__Aim of the task__:
Exactly copy the final stretch of the listing below: the line with "Please spot the rein" and every line after it.

__Material provided__:
######
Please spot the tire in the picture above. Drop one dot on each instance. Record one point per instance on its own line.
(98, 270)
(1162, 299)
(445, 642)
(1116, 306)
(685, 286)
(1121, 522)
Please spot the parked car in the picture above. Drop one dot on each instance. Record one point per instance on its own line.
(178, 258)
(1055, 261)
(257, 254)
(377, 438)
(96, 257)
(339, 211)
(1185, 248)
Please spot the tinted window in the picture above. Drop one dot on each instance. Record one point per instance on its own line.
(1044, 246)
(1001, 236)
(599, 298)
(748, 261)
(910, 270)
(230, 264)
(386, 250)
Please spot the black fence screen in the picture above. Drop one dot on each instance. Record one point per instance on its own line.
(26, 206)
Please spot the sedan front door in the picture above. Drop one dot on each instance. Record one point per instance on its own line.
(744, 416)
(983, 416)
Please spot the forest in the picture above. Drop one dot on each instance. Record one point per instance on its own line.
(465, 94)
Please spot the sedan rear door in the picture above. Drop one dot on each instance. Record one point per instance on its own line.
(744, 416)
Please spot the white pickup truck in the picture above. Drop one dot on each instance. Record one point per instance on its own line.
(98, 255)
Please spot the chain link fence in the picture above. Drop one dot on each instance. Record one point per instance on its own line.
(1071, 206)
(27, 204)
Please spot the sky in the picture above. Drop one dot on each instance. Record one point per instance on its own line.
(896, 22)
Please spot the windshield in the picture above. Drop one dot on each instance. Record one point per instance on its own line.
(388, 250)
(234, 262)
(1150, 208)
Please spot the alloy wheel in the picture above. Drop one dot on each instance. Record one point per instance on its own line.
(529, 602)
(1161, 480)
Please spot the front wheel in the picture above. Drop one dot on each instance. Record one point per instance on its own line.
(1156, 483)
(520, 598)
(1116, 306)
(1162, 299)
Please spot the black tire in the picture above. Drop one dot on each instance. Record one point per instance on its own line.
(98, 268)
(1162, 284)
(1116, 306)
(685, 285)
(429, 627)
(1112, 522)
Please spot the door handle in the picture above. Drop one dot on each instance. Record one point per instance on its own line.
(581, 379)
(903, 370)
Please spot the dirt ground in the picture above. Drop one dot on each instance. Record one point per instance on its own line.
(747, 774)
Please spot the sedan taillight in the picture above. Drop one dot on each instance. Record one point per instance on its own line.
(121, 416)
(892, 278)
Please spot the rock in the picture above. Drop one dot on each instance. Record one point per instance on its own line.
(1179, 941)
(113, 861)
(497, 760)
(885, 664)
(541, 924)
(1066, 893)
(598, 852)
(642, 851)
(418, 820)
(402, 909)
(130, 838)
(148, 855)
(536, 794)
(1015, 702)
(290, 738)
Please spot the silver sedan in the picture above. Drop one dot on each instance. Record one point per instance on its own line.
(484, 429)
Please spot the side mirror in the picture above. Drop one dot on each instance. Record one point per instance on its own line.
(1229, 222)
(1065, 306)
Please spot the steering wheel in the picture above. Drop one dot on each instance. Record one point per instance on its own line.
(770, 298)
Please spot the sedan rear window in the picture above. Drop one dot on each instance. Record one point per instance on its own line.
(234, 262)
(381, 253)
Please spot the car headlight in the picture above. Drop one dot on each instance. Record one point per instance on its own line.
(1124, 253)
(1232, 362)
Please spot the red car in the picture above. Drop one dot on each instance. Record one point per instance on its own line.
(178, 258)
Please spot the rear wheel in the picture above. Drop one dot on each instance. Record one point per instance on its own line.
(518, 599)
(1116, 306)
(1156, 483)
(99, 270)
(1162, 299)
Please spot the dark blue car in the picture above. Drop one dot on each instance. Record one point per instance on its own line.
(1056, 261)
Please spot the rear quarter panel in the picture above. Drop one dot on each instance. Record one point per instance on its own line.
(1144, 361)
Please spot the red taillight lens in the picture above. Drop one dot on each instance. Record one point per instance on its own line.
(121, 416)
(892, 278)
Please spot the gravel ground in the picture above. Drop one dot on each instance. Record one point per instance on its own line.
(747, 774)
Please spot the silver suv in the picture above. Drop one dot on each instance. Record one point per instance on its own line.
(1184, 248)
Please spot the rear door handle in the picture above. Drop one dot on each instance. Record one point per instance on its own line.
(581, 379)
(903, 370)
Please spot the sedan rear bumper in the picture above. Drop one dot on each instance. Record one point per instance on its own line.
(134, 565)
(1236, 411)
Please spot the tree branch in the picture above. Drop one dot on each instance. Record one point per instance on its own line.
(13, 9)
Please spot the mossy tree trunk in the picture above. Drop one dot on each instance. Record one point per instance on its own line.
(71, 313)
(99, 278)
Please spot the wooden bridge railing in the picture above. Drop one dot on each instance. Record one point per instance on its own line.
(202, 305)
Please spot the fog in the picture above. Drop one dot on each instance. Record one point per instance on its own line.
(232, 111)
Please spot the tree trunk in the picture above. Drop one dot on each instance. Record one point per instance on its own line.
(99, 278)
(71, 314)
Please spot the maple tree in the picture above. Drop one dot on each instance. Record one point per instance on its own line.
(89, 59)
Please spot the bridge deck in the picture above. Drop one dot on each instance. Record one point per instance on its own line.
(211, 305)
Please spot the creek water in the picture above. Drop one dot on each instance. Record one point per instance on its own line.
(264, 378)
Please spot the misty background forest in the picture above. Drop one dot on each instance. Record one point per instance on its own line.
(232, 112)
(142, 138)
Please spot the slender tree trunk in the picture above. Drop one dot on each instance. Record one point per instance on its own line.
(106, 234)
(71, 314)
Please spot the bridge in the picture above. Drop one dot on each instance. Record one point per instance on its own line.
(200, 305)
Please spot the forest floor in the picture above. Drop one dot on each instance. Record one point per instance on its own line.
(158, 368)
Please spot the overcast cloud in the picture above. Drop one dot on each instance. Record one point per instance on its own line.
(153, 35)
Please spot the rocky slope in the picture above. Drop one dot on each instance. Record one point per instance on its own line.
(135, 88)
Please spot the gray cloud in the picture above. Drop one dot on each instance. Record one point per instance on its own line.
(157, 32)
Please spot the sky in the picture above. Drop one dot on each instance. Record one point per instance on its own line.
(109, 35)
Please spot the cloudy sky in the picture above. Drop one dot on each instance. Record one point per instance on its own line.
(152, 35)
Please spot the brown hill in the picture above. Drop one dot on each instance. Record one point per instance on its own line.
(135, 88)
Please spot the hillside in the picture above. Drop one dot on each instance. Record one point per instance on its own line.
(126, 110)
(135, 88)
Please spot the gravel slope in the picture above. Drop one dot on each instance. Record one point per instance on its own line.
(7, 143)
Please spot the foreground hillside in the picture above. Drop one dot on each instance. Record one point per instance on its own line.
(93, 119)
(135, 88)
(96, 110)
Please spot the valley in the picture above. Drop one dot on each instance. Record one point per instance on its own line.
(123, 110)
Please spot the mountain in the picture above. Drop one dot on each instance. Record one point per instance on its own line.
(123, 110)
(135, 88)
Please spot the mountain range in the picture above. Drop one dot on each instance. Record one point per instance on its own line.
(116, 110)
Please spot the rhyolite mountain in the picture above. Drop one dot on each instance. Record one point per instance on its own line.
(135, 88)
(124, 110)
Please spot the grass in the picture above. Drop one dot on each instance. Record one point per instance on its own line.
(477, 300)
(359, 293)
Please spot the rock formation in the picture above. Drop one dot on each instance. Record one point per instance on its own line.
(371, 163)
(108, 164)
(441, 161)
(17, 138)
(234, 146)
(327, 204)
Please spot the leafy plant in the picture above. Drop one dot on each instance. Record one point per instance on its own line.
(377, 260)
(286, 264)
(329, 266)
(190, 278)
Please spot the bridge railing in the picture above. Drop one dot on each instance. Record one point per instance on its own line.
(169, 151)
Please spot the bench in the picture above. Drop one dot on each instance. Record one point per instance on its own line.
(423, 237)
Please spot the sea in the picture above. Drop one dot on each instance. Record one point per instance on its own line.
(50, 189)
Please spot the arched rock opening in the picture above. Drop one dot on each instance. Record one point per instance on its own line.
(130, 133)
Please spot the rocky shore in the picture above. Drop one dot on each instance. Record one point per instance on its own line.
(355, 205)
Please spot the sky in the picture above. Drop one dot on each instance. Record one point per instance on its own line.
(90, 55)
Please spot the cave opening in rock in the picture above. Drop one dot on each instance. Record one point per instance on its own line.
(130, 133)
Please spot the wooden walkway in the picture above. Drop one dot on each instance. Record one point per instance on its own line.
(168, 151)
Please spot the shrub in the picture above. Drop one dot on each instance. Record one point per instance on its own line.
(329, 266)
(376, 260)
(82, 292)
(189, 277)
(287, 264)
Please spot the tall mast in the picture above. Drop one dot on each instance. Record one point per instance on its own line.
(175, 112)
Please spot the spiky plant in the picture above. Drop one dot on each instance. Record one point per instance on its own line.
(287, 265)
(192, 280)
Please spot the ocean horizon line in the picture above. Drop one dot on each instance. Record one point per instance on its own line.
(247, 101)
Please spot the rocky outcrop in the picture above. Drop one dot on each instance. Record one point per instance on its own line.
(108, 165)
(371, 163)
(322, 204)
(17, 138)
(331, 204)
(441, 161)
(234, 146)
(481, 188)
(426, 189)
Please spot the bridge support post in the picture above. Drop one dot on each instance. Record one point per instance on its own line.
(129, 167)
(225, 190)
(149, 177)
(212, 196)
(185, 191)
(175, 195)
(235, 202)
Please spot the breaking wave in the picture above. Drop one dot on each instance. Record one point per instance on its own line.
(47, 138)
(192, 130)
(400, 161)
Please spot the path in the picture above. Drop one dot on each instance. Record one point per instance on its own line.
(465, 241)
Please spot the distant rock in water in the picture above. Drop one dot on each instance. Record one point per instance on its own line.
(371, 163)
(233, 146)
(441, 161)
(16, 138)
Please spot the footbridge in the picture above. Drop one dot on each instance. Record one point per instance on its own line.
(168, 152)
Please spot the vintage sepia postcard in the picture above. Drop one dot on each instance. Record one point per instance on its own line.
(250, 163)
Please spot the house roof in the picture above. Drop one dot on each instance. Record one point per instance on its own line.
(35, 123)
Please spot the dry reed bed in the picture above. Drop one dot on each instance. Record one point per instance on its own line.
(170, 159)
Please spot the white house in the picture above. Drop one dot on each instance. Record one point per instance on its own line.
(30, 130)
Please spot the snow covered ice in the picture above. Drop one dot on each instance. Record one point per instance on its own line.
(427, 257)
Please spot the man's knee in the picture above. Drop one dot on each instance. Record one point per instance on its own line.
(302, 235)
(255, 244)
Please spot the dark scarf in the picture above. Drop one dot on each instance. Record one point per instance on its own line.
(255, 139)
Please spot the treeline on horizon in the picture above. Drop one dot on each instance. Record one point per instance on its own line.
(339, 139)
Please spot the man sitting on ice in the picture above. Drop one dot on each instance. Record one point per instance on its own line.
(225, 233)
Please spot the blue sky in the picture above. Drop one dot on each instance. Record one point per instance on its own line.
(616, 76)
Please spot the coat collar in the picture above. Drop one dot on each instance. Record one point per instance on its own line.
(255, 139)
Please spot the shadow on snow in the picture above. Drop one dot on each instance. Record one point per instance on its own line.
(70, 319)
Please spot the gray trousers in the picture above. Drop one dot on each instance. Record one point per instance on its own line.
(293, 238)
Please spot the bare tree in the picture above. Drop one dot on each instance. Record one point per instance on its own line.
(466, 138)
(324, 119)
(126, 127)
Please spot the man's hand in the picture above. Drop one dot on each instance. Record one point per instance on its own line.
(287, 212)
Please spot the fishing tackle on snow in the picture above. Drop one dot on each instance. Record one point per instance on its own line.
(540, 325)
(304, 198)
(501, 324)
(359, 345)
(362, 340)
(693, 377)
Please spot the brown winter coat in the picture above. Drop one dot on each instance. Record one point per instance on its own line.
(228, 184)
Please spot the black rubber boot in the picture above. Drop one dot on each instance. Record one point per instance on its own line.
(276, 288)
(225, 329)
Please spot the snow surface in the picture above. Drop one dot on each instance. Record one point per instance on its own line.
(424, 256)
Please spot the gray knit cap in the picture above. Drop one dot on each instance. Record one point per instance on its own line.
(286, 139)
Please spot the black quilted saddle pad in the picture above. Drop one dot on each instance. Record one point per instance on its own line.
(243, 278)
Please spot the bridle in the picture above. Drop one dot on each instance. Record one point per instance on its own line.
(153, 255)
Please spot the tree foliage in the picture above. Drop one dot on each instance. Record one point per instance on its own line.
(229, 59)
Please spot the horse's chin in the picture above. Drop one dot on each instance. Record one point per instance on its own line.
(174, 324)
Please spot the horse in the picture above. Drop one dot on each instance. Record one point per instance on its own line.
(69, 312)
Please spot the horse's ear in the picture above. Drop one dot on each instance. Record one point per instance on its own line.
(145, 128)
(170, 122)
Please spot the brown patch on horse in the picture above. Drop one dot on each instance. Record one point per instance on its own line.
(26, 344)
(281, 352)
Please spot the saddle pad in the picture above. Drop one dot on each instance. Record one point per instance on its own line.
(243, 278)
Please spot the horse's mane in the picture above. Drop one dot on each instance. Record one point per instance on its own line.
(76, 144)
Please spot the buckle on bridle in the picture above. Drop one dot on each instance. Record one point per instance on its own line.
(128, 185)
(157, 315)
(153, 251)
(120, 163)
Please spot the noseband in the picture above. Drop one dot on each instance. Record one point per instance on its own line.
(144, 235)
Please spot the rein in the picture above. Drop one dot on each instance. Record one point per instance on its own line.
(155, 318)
######
__Answer to the exercise__:
Please spot the rein in the picture above. Drop one dot on each instance. Record one point per instance on its own line.
(155, 318)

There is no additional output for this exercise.